▶ [Problem requirements] Pick out every line in the rows below that contains the word "field", and copy each one out in full.
┌─ Data listing
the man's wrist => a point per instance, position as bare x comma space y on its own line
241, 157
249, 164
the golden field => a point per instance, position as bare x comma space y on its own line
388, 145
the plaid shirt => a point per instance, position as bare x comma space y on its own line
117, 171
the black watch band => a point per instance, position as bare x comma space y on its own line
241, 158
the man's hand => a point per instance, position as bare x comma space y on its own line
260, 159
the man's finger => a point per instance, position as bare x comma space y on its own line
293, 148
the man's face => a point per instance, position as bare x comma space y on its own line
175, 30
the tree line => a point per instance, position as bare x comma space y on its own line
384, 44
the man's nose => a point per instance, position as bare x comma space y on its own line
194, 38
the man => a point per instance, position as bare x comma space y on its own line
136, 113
└─
┌─ Data listing
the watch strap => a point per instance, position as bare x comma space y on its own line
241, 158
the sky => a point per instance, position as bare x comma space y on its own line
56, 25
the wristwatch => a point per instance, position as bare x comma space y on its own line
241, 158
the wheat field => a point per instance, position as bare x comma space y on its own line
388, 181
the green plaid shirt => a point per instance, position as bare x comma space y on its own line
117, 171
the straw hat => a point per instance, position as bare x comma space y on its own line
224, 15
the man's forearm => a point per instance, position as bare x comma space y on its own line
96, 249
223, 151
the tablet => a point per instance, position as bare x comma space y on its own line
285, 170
└─
┌─ Data listing
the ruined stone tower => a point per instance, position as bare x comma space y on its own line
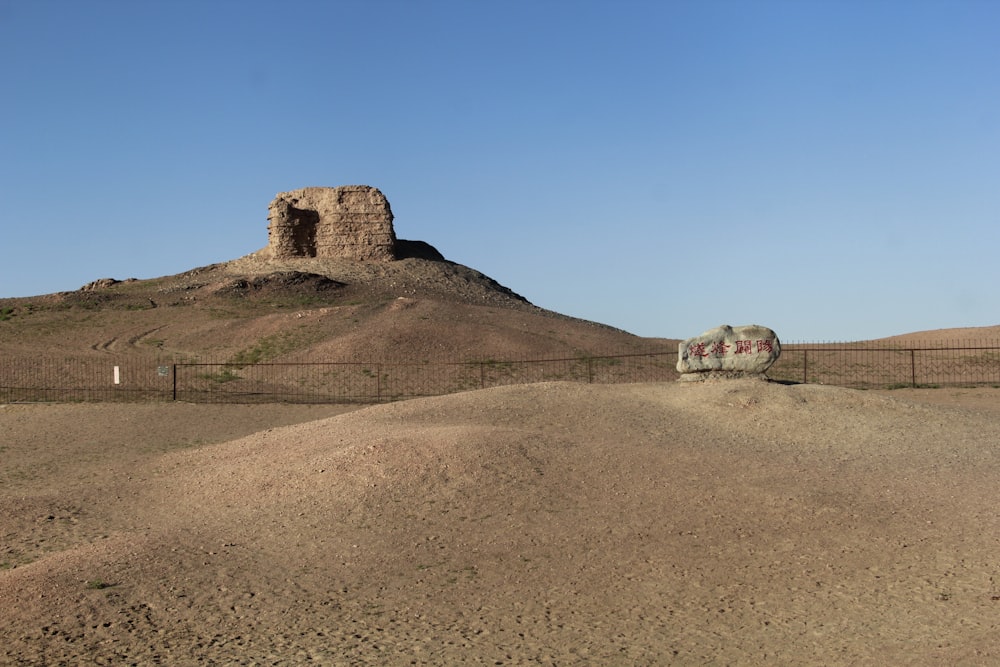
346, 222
└─
▶ [Exercise answer]
the golden field => a point per instance, position as bare x comma space y on its own line
the wheat field => a point per instance, position as bare x comma space y on its own line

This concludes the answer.